■ Tâche courte A: Relevez tous les verbes conjugués de la phrase du texte sur les poètes qui commence par « Il soupire ».
■ Tâche courte B: Rédigez la suite du texte sur les poètes, en reprenant juste après sa dernière phrase.

■ Document:
>>
Dernière mise à jour : 12 juin 2022




« Et à part écrire, vous faites quoi dans la vie ? »

On le sait tous « les poètes, ça ne fiche pas grand-chose ». Ils vous racontent les heures qu’ils passent à tenter de trouver la rime, à ponctuer la bonne virgule qui accompagnerait la bourrasque de vent. Ils vous narrent qu’ils cherchent le mot juste, qu’ils écrivent au gré de leurs humeurs, de leurs ressentiments, de leurs vagabondages urbains, villageois, qu'ils travaillent dur, d’arrache-pied ou vers. Ils passe leur vie à réclamer, déclamer, exprimer, s’épandre, copier, recopier, écrire, gommer, raturer, recommencer, se croire au-dessus de la mélasse des écrivains notoires. A part cela, un poète ça ne fout rien. Il soupire, gribouille, jette du papier par terre, le ramasse pour en refaire une boulette, exulte sa rage.
<<
■ Extrait du listing:
>>
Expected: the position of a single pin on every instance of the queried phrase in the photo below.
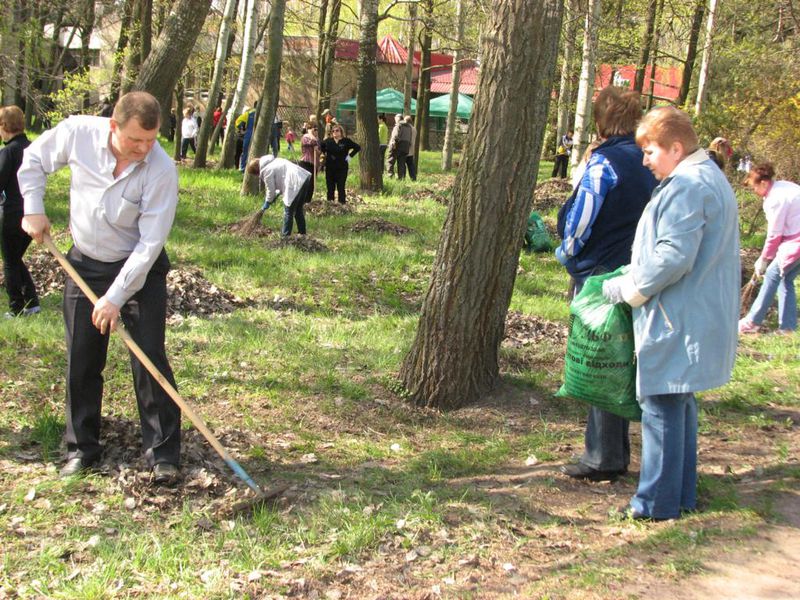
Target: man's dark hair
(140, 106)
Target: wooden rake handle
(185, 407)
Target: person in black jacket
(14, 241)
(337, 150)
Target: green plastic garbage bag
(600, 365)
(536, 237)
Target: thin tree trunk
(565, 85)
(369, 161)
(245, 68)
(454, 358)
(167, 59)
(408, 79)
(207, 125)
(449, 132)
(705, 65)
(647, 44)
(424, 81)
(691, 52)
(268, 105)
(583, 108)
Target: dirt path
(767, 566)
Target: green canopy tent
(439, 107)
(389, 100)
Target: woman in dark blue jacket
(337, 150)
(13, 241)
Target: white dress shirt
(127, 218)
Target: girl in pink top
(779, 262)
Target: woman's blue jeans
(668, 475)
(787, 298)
<<
■ Résultat de l'exercice A: soupire, gribouille, jette, ramasse, exulte

■ Résultat de l'exercice B:
Et le cas échéant, un poète ça poétise. Enfin je crois. En tout cas, ça fait vibrer, ça enfle, ça sert à ouvrir la boite à esprit, à entamer d’un coup de canif nos habitudes.


Bref un poète, ça sert à rien et ça sert à tout.


« L’art est simplement la preuve d’une vie pleinement vécu.»

Sophie G Lucas est poète. Une poétesse de l’ordinaire, du quotidien, de ces à-côtés que l’on ne voit pas, ne cite pas, de ces minuscules grains de poussière qui enrayent les machines, emprisonnent les mots pour mieux les relevés, les télescoper, leur rendre leurs libertés. Elle est témoin de son temps, du temps qui passe, ramasse, balaye, mord, égaie.

On se perd dans des lieux publics, des manifestations, des chapelles abandonnées, derrière de lourdes portes de centres pénitenciers. Elle trébuche, se fait mordre, entrevoit dans un filet les feuilles d’un carnet Moleskine signé Carver, Brautignan ou Bukowski. Elle repart vers le Sud après avoir conquis le Nord, l’Ouest, l’Est. Elle sillonne.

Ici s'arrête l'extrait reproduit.